Control management plan

Control is one of the central functions of P3 management. It is concerned with performing work in accordance with delivery documents and updating them based on actual performance.

 

Policy

  • Introduction
  • The introduction will describe the background to the work and make it clear how this document relates to other relevant documents, such as the policies of the host organisation, parent programme or portfolio.

  • Roles and responsibilities
  • Roles and responsibilities in relation to control are very diverse. It will range from the sponsor’s responsibilities in assessing exceptions and authorising new plans to a team member’s responsibility to accurately report progress. There may also be specialist roles in assessing the impact of progress or quality control.

  • Information management
  • Control will generate a lot of reports including, for example, progress reports, event reports, earned value reports, issue registers and so on.

  • Consistency is vitally important to smooth running of the control systems. The purpose and format should be described here (possibly by simply referring to standard templates that should be used).

  • Assurance
  • The criteria for successful control that will be used in any assurance reviews will be described here.

  • Budget
  • The management effort used in controlling the work is part of the cost of setting up a management team and is not costed separately. However, there may be cost associated with acquiring certain systems to facilitate control, ranging from specialist software to quality testing equipment.

  • Interfaces
  • The control function interfaces with all other aspects of delivery. Performance of the schedule, risk, quality, cost, change and resource functions are co-ordinated as described by this document. This plan therefore has relevance to most other management plans.

    This section will describe how the control management plan works in conjunction with the other management plans.

^^^^^^^^

#### What this exercise asks:
- A) Quote the passage of the control management plan that opens with the words containing "Control is one" and closes with "on actual performance.".
- B) Continue the control management plan text above, starting right after its last sentence.

#### Information supplied:

^^^^^^^^

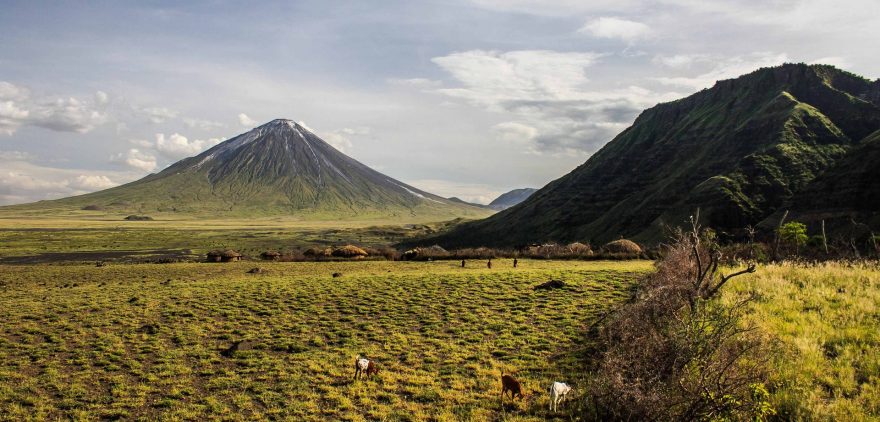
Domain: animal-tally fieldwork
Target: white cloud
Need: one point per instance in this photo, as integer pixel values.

^^^^^^^^

#### Answers by task:
- A)
Control is one of the central functions of P3 management. It is concerned with performing work in accordance with delivery documents and updating them based on actual performance.

- B)
 

Procedure

  • Monitor performance
  • Any aspect of delivery must be controlled. Some functions will have control mechanisms defined in their respective management plans, e.g. cost control methods may well be defined in a financial management plan. Any function that does not have its own specialist controls defined should be covered here.

    This section should specify how performance data will be captured and what reports will be used to communicate progress. There should be reports that are both event-driven and time-driven covering both cybernetic and go/no-go types of control.

  • Assess performance
  • Various techniques for assessing performance are described in the control function. This section will specify which ones are to be used in which circumstances.

    Performance should also be judged against tolerances which may also be defined here and trigger escalation in the delivery process.

  • Corrective action
  • Progress will never be precisely according to plan. Different levels of corrective action will inevitably be needed. This section should describe the approach to how plans will be updated and changes communicated. It will set out the principles for escalation of issues between different levels of the management team and how these issues should be resolved.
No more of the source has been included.